• _Dataset records_
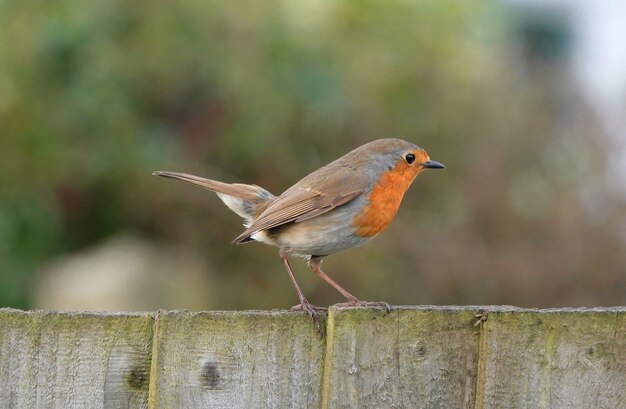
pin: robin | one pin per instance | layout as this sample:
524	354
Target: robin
341	205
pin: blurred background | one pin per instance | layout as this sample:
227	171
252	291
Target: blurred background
524	101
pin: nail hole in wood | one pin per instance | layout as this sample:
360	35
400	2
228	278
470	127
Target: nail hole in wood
210	375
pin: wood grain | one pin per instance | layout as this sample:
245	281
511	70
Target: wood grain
412	357
263	359
74	360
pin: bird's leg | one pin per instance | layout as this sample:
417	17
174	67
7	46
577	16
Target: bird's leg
304	303
315	263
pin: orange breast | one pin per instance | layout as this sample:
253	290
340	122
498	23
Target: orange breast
384	200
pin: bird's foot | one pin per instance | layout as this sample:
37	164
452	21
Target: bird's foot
314	312
353	302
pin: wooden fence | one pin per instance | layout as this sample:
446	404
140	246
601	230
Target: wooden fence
413	357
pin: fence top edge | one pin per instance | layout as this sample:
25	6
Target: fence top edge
338	308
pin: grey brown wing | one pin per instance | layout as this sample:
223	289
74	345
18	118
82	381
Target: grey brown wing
302	202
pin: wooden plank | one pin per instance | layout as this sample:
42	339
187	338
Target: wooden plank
553	359
263	359
74	360
412	357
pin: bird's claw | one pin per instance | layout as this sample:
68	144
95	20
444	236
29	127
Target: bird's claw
314	312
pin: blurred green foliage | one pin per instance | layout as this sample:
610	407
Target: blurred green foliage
96	95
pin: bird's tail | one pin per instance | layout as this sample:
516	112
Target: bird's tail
248	201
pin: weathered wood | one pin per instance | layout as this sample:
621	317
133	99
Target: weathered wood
563	358
409	358
263	359
417	357
71	360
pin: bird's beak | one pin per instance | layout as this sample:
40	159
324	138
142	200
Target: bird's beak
433	164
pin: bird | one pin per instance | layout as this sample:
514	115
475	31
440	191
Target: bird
341	205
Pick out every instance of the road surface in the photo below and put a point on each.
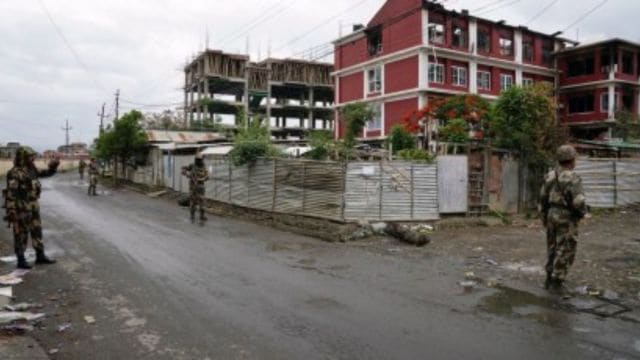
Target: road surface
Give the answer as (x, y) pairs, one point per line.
(161, 287)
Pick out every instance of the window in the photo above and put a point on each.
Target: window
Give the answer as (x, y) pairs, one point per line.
(436, 73)
(374, 41)
(374, 80)
(376, 121)
(459, 76)
(547, 52)
(506, 46)
(581, 104)
(527, 49)
(484, 80)
(506, 81)
(484, 40)
(627, 62)
(580, 66)
(604, 102)
(436, 33)
(459, 36)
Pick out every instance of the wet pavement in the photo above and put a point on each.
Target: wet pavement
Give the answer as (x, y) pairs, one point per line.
(161, 287)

• _Objective_
Can you arrange the stretch of the listing from the line containing "Pick out every instance of the wet" through the end of the listing as a Markdown table with the columns Number and Record line, leaving out blank lines?

• _Output of the task_
| Number | Record line |
|---|---|
| 1 | Pick out every instance of the wet pavement in the photo above and put a point on each. |
| 2 | Target: wet pavement |
| 3 | Give the answer as (x, y) pairs, one point per line. |
| 4 | (161, 287) |